[Record set]:
= = = =
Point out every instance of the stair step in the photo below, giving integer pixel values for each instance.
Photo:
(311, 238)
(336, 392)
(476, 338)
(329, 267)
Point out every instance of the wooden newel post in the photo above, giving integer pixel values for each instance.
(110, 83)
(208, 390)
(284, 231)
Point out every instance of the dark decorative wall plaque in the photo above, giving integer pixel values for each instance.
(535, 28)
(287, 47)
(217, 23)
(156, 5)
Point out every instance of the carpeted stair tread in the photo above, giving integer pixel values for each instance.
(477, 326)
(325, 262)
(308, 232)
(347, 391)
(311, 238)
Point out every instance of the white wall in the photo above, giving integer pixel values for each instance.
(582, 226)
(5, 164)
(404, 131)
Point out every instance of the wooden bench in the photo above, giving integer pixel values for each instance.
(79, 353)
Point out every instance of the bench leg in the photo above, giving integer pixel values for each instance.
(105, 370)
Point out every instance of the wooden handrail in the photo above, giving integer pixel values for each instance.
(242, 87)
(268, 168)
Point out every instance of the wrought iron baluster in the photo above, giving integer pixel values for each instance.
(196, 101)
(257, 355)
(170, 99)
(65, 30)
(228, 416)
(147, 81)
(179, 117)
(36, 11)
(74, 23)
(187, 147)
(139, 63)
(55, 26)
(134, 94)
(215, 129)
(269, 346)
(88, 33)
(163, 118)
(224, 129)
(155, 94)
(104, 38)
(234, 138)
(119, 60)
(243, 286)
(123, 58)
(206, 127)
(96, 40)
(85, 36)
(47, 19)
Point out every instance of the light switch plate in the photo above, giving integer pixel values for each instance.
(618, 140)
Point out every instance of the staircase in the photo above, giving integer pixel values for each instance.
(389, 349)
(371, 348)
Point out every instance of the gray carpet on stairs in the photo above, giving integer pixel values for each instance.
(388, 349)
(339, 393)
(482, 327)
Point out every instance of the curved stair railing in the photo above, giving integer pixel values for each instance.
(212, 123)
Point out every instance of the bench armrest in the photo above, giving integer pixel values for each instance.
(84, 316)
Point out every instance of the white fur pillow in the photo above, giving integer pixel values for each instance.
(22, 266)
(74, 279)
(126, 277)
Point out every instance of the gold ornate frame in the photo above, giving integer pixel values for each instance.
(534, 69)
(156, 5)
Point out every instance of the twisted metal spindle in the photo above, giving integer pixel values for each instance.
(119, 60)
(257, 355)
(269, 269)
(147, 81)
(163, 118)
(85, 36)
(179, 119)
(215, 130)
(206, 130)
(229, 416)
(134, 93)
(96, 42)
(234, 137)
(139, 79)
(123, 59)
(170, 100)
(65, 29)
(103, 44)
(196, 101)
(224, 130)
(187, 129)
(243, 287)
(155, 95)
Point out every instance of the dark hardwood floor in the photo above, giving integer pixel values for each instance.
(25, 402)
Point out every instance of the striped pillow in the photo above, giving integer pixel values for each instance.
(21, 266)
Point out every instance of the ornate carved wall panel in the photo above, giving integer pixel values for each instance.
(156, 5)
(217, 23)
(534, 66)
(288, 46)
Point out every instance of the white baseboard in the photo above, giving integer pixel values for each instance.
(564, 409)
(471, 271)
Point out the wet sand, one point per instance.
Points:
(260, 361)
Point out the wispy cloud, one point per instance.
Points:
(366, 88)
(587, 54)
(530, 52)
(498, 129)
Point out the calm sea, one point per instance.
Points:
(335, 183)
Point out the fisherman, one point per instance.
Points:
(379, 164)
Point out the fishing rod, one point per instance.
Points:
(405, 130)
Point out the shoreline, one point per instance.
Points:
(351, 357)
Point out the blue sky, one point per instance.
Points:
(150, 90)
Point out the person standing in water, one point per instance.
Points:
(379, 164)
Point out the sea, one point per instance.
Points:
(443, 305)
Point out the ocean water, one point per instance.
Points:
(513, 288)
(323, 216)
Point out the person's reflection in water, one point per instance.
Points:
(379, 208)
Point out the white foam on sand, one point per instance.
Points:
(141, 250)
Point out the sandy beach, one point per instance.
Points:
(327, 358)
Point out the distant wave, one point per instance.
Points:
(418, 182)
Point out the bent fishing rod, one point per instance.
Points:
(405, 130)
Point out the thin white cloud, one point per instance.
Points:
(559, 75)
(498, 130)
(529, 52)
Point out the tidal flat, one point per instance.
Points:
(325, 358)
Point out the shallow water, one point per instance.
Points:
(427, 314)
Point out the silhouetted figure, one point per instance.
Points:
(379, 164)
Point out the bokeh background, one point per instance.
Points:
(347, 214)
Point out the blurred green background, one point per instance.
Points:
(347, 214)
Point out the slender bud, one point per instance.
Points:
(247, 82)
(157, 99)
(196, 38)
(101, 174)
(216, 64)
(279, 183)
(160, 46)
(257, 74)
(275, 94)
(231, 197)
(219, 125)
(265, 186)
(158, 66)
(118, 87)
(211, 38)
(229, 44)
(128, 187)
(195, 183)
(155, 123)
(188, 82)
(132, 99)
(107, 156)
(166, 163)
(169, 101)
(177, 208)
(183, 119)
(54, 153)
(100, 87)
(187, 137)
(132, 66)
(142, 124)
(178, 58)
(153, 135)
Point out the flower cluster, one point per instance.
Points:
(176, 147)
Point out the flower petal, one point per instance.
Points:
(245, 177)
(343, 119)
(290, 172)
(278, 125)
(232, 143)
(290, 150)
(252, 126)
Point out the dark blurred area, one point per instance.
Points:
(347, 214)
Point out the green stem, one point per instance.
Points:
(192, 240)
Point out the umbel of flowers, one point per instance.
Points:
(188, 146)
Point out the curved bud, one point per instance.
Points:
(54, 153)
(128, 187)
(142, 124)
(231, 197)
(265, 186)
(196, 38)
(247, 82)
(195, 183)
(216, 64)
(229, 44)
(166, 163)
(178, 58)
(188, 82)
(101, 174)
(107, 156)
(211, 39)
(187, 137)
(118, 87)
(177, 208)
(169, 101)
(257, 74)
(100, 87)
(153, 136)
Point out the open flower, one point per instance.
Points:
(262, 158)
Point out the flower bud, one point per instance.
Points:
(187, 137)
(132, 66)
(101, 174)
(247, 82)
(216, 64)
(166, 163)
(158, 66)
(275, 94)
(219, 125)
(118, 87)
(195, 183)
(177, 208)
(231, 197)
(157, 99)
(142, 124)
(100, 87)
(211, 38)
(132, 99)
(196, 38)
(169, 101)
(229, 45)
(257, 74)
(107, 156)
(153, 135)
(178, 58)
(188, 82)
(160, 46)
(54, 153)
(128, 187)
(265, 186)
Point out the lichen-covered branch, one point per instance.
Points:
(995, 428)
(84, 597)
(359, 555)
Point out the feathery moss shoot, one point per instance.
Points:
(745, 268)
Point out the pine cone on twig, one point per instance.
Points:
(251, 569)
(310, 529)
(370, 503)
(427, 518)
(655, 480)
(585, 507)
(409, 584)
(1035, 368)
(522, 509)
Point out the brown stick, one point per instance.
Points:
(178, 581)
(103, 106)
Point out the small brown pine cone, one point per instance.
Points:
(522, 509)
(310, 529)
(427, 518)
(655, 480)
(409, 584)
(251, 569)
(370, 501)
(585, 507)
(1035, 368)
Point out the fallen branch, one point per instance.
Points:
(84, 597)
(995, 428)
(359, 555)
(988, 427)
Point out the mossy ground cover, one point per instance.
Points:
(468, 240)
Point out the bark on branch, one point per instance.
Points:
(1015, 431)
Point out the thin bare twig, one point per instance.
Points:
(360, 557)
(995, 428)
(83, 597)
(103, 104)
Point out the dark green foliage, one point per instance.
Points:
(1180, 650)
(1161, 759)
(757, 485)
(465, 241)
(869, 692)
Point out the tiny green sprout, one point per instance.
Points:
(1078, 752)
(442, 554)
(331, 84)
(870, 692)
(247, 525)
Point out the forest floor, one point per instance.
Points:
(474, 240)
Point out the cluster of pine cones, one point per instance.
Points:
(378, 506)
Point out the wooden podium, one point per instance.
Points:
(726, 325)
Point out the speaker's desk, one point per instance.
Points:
= = = =
[Goal of the exercise]:
Copy only this span: the line that contains "Point out the open", the last line, and every line between them.

[Output for this exercise]:
Point out the open flower, one point per instance.
Points:
(262, 158)
Point out the flower bud, one point per instance.
Points:
(187, 137)
(132, 66)
(101, 174)
(247, 82)
(216, 64)
(166, 163)
(158, 66)
(275, 94)
(219, 125)
(118, 87)
(195, 183)
(177, 208)
(231, 197)
(157, 99)
(142, 124)
(100, 87)
(211, 38)
(132, 99)
(196, 38)
(169, 101)
(229, 45)
(257, 74)
(107, 156)
(153, 135)
(178, 58)
(188, 82)
(160, 46)
(54, 153)
(128, 187)
(265, 186)
Point out the lichen-covered branch, one point per instance.
Points:
(995, 428)
(84, 597)
(359, 555)
Point out the feathery moss shoot, one point per instance.
Points:
(745, 268)
Point out the pine cone on twig, one point per instance.
Points:
(251, 569)
(310, 529)
(370, 503)
(427, 518)
(655, 480)
(585, 507)
(409, 584)
(1035, 368)
(522, 509)
Point out the brown stick, one point per instance.
Points:
(178, 581)
(103, 106)
Point out the small brown pine cone, one point per instance.
Points:
(522, 509)
(310, 529)
(427, 518)
(655, 480)
(409, 584)
(251, 569)
(370, 501)
(585, 507)
(1035, 368)
Point out the fallen branch, one point per instance.
Points:
(84, 597)
(995, 428)
(359, 555)
(988, 427)
Point out the mossy ground cover, one point per instance.
Points:
(468, 240)
Point out the bark on branch, one point per instance.
Points:
(1015, 431)
Point out the thin bare twig, one point per instance.
Points:
(360, 557)
(995, 428)
(83, 597)
(103, 104)
Point out the dark green foliage, one point per instance.
Points:
(1180, 650)
(1161, 759)
(757, 485)
(465, 241)
(869, 692)
Point out the tiny green sprout, one point per instance.
Points:
(1078, 752)
(442, 554)
(331, 84)
(870, 692)
(247, 525)
Point out the forest floor, one point per instance.
Points:
(474, 240)
Point out the cluster of pine cones, one point per instance.
Points:
(378, 506)
Point out the wooden podium, one point per instance.
Points:
(726, 325)
Point out the speaker's desk, one point per instance.
Points:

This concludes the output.